__Problem to work on__: Can you write out the lines of the listing below word for word, starting at the line that contains "gripping bat in the photo above." and running through the end of the listing?

Pointing listing:

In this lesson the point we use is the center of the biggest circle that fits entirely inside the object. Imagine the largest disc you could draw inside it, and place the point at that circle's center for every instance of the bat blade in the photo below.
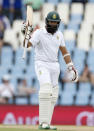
(28, 23)
(29, 15)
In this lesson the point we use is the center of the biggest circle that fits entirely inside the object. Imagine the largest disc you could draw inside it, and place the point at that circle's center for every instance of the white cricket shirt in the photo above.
(46, 45)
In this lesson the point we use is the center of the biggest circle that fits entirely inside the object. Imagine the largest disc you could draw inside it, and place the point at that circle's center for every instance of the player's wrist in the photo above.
(70, 66)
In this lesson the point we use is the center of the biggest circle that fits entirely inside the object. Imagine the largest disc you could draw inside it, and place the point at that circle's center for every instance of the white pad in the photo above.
(55, 91)
(45, 96)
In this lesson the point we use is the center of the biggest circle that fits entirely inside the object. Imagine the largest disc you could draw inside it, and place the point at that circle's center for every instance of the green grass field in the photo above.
(35, 128)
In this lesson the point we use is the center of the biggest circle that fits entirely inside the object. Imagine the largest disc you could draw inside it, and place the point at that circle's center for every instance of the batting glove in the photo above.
(23, 27)
(73, 74)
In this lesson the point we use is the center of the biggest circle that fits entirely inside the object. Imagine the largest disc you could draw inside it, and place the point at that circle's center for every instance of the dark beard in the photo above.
(51, 29)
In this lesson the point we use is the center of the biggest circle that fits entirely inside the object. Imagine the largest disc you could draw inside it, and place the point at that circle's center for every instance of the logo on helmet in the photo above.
(54, 16)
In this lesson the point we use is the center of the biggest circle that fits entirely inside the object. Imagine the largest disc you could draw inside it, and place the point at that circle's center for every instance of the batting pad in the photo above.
(45, 96)
(55, 91)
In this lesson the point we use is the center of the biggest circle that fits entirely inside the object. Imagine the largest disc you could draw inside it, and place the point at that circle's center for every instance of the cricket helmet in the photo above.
(52, 16)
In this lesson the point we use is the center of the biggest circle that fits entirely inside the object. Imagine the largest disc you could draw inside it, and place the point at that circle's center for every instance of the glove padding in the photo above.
(25, 27)
(73, 74)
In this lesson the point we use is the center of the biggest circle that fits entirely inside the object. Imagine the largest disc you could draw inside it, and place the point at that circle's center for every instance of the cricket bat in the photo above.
(29, 19)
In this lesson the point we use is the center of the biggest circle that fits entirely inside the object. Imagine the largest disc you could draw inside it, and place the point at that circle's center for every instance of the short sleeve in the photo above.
(62, 42)
(35, 38)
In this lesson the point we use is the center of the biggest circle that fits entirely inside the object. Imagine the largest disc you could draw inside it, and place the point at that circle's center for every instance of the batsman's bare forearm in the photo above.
(65, 54)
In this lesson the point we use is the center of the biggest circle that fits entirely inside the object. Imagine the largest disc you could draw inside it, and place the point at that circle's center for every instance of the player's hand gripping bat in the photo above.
(28, 29)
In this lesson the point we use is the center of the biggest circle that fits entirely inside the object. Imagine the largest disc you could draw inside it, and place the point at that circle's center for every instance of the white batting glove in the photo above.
(23, 27)
(73, 74)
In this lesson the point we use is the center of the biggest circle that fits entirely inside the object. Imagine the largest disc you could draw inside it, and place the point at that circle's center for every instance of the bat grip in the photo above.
(25, 48)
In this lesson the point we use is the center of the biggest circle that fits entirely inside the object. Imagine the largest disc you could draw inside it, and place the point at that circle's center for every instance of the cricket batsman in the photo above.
(47, 42)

__Output for this task__:
In this lesson the point we use is the center of the biggest circle that fits entirely inside the object. Imagine the largest disc you could draw inside it, and place the point at that circle's center for every instance of the player's hand gripping bat in the photo above.
(28, 29)
In this lesson the point we use is the center of the biggest circle that fits entirely inside the object. Imagine the largest disc you could draw inside it, and place the point at that circle's center for every instance of the white batting glove in the photo above.
(23, 27)
(73, 74)
In this lesson the point we use is the center of the biggest circle that fits entirely inside the object. Imagine the largest disc you could draw inside it, and place the point at that circle's center for every instance of the bat grip in the photo above.
(25, 48)
In this lesson the point we use is the center of the biggest circle that fits entirely inside the object. Imagine the largest disc you could draw inside it, and place the point at that circle's center for every instance of the cricket batsman in the photo above.
(47, 42)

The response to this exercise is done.